The GRADE Working Group recommends the use of evidence profiles including detailed descriptions of the judgements used to assess the quality of evidence for each important outcome and a summary of the findings for each important outcome [54, 55]. More recently the Cochrane Collaboration has developed summary of findings tables, based in part on GRADE evidence profiles [22, 56].

All of these methods of presenting evidence to decision makers are based on consultations informed by evidence, such as comparisons of different ways of presenting evidence. We did not find comparisons of different ways of presenting evidence to groups developing recommendations.

In addition to summaries of the main findings, such as evidence profiles, the full systematic reviews should be available to both those making recommendations and to users of the recommendations [29]. These full systematic reviews should adhere to standards such as those recommended in the QUOROM statement [57].

What additional information is needed to inform recommendations and how should this information be synthesised with information about effects and presented to committees?

__Assignment__.
In the passage about presenting evidence, which organization developed summary of findings tables based in part on GRADE evidence profiles? Rely solely on the passage about presenting evidence when answering.

__Extracted information__.

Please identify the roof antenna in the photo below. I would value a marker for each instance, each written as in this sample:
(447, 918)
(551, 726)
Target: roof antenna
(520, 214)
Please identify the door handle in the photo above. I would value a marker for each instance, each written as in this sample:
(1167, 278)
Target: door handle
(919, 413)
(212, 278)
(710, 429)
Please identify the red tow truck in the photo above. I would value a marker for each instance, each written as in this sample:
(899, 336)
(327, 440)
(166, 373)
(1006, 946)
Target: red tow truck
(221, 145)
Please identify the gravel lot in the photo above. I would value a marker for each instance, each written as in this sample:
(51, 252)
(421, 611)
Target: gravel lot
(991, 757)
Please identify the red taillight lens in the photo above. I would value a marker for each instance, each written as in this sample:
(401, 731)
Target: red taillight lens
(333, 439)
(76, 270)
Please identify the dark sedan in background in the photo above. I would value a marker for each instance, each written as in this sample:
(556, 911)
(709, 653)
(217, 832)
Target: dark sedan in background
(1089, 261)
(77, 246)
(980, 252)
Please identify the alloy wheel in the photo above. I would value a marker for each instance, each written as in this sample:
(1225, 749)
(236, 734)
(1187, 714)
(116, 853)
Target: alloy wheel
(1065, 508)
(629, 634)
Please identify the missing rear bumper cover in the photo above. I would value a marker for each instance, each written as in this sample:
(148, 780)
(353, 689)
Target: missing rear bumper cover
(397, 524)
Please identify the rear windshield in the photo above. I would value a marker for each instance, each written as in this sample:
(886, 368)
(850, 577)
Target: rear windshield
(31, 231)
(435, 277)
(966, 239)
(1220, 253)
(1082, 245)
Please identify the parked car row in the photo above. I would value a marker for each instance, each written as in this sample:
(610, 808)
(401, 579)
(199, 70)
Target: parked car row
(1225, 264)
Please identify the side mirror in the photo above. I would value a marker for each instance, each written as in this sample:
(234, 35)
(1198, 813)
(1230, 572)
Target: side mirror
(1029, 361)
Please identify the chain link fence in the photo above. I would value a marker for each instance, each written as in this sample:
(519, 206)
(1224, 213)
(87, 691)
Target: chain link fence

__Expected answer__.
The Cochrane Collaboration.